読解資料 |
2010 Fiscal Year Annual Research Report
アルツハイマー病の発症、経過における閉塞型睡眠時無呼吸症候群の関与
Project/Area Number |
21591120
|
Research Institution | Juntendo University |
Principal Investigator |
塩田 智美 順天堂大学, 医学部, 助教 (70449073)
|
Co-Investigator(Kenkyū-buntansha) |
望月 秀樹 北里大学, 神経内科, 教授 (90230044)
篠原 光代 順天堂大学, 医学部, 准教授 (00301507)

提供データ |
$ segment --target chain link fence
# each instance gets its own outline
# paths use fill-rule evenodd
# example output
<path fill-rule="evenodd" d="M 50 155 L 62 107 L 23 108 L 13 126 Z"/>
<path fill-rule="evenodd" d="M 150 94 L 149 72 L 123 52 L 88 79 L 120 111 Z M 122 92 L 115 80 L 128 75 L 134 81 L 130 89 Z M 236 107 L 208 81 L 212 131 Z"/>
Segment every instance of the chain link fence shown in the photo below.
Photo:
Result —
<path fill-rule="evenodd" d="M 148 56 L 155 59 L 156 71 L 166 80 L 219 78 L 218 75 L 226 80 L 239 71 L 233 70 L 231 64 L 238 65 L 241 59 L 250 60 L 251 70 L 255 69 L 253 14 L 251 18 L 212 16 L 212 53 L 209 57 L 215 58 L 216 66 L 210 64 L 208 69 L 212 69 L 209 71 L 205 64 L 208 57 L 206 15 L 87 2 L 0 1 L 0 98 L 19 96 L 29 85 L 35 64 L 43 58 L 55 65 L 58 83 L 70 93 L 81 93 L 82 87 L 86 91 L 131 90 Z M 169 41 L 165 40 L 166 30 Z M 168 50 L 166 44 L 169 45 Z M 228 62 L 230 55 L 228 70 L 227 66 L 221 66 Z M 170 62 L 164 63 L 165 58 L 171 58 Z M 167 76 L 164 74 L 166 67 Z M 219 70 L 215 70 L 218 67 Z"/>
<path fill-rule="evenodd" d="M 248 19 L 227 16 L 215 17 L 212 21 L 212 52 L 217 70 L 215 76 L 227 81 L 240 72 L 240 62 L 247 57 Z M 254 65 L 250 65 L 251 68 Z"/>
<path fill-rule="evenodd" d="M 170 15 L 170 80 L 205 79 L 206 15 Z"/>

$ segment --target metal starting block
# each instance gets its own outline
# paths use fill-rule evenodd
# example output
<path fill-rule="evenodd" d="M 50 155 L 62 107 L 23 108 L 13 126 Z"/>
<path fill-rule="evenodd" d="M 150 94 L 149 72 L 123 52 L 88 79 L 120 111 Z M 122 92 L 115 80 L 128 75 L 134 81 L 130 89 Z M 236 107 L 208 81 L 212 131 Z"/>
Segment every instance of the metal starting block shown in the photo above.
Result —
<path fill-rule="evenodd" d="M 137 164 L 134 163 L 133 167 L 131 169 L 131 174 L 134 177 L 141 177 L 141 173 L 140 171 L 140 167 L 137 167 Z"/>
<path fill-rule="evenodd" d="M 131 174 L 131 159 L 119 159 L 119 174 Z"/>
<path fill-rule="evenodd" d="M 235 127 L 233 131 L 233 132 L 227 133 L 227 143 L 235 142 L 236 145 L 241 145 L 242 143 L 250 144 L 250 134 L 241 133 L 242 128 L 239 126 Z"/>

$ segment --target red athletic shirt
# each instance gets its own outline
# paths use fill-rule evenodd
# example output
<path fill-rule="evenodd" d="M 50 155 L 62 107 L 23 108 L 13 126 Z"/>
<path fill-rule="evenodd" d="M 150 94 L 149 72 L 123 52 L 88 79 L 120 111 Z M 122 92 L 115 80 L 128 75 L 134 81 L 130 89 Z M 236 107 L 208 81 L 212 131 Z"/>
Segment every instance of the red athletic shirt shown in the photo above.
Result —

課題の目的 | 上の研究報告書を、一字一句変えずに全文抜き出しなさい。

課題の解答 |
2010 Fiscal Year Annual Research Report
アルツハイマー病の発症、経過における閉塞型睡眠時無呼吸症候群の関与
Project/Area Number |
21591120
|
Research Institution | Juntendo University |
Principal Investigator |
塩田 智美 順天堂大学, 医学部, 助教 (70449073)
|
Co-Investigator(Kenkyū-buntansha) |
望月 秀樹 北里大学, 神経内科, 教授 (90230044)
篠原 光代 順天堂大学, 医学部, 准教授 (00301507)